| EXERCISE INSTRUCTIONS |
Which of the lines below contain the string "center"? Return each of those lines in full, and treat uppercase and lowercase as different.

| RAW DATA |
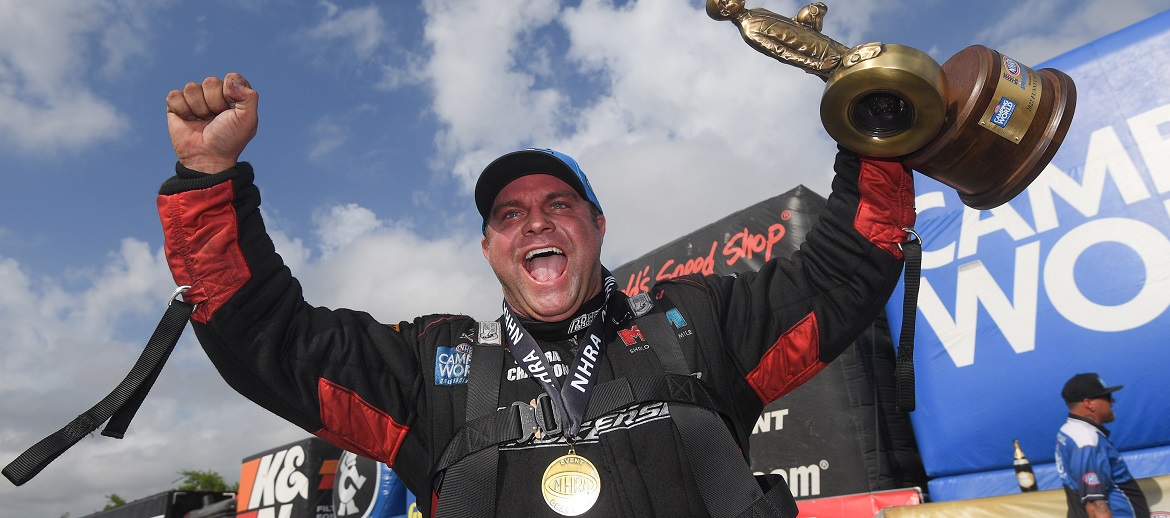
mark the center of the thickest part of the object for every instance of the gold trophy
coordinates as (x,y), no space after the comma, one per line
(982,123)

==

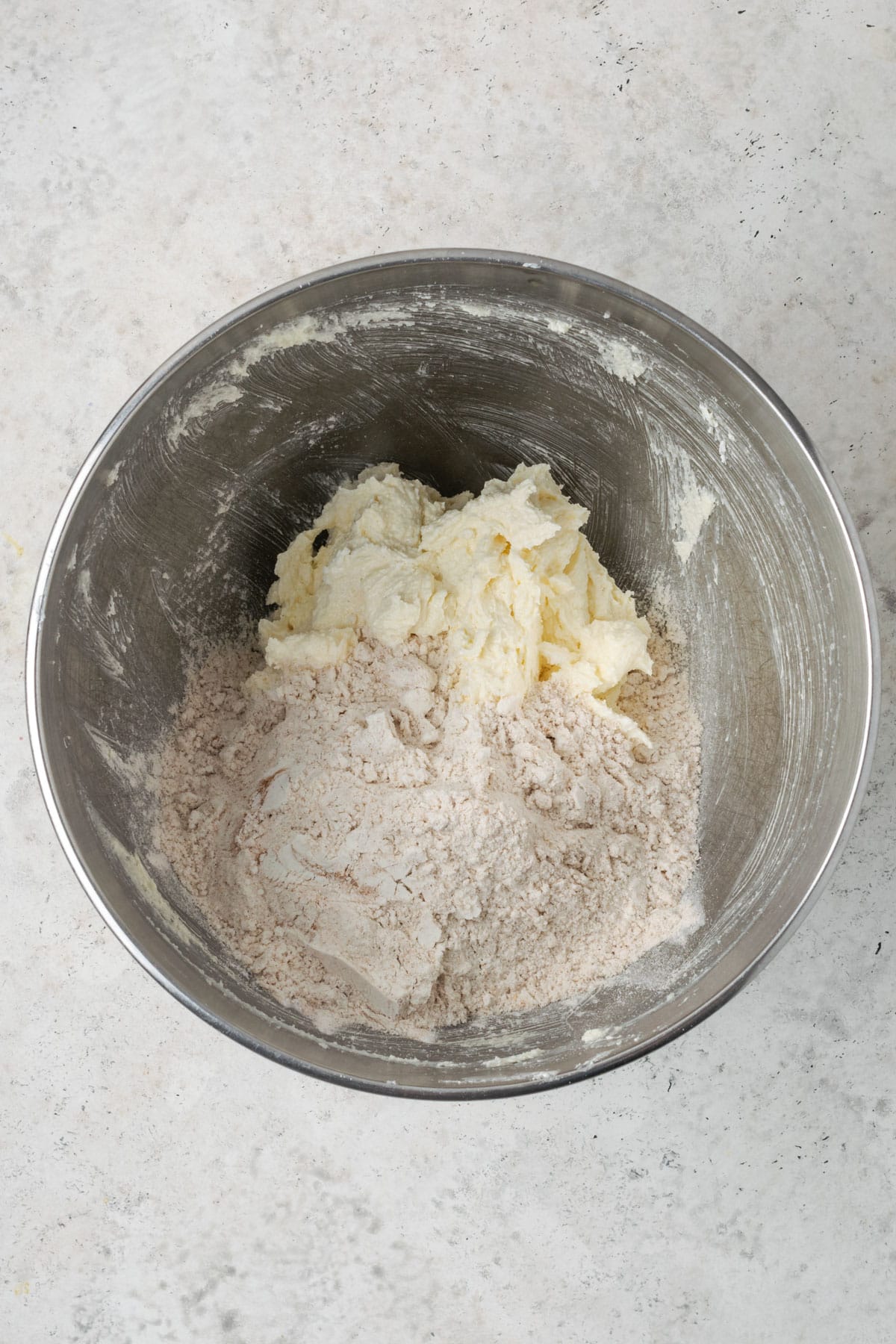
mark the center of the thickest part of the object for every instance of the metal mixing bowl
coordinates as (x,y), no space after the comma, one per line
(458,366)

* * *

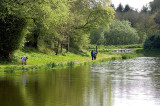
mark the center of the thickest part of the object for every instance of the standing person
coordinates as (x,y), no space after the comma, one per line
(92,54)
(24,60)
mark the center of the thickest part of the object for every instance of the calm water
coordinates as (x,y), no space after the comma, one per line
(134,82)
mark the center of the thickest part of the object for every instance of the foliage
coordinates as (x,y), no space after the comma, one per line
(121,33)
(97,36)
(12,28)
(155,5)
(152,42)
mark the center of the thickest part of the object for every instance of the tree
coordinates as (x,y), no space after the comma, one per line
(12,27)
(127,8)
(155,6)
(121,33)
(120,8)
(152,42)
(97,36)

| RESULT OF THIS EXERCISE |
mark the center of the thickest part of the object for every instance of the gold trophy
mark the center of the thickest part of the object for every instance of the metal mixing bowl
mark the center of the thickest part of the object for every instance of the standing person
mark the center of the thickest part of the object for every instance of the calm water
mark the center of the thickest part of the object for every instance of the foliage
mark the center of the thickest part of the object for every instance of the tree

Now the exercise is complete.